(Outlines of named regions)
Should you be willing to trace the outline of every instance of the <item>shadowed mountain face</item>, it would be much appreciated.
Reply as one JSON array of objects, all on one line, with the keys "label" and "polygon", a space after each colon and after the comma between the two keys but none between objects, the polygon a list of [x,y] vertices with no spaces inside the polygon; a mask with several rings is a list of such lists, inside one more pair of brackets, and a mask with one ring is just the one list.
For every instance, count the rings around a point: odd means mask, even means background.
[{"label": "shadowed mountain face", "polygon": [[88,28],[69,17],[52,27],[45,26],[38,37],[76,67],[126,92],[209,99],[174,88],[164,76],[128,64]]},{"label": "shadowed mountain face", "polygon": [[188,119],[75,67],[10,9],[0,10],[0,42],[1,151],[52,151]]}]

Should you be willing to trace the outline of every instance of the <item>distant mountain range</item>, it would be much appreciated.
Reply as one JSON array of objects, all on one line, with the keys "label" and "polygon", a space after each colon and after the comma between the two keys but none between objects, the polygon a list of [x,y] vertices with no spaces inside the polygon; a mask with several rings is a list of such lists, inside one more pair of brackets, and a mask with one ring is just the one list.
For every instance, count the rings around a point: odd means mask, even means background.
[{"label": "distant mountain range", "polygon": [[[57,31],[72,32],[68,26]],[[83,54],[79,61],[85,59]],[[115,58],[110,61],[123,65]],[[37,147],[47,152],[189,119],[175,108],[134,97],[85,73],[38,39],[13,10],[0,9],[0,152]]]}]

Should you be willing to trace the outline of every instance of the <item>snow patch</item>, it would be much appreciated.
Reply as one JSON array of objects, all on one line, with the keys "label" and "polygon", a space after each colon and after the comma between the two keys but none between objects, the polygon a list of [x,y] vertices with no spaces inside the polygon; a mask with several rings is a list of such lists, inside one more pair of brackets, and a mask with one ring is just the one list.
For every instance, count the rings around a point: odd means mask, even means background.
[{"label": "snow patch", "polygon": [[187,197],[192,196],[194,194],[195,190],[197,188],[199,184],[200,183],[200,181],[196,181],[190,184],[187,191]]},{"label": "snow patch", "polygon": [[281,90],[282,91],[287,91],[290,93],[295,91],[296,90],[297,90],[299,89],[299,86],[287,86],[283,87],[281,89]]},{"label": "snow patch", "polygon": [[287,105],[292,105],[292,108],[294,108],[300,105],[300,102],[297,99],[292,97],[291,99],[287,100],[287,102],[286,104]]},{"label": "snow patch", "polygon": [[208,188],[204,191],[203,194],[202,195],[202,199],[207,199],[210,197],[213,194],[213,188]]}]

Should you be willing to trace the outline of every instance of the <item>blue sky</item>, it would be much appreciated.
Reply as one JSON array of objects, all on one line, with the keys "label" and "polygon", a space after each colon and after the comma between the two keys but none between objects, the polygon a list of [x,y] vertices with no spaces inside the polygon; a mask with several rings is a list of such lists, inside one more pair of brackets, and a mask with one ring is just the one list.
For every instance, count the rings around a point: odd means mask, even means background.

Exercise task →
Number every line of the entries above, starting with the one containing "sky</item>, it would be much appreciated." and continuing to the end, and skip any blank lines.

Solution to this task →
1. Should you be willing to trace the outline of every instance of the <item>blue sky</item>, it would be much appreciated.
2. Reply as one JSON array of objects, all on one line, with the keys "label" and "polygon", a space after each colon and after the comma between the two keys but none between objects, the polygon a list of [x,y] vertices with no spaces inside the polygon; a mask with several rings is a list of such lists, inside one more pair of brackets, and a mask with one ring is just the one list.
3. For every instance, count the rings around a point: odd means mask, even means background.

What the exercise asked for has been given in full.